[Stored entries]
■ ■ ■
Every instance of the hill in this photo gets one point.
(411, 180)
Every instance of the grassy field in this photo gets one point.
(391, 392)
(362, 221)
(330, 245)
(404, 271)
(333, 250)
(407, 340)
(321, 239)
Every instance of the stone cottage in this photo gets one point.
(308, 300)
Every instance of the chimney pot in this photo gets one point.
■ ■ ■
* **Your goal**
Down to the final line, the data above must be copied exactly.

* **Solution to the problem**
Every instance of the hill in this photo gets one point.
(411, 180)
Every instance of the grassy field in this photo gets one point.
(391, 392)
(362, 221)
(330, 245)
(404, 271)
(333, 250)
(407, 340)
(321, 239)
Every instance of the stone cottage in this photo gets one point.
(308, 300)
Every instance of the chimney pot in this photo gets one point.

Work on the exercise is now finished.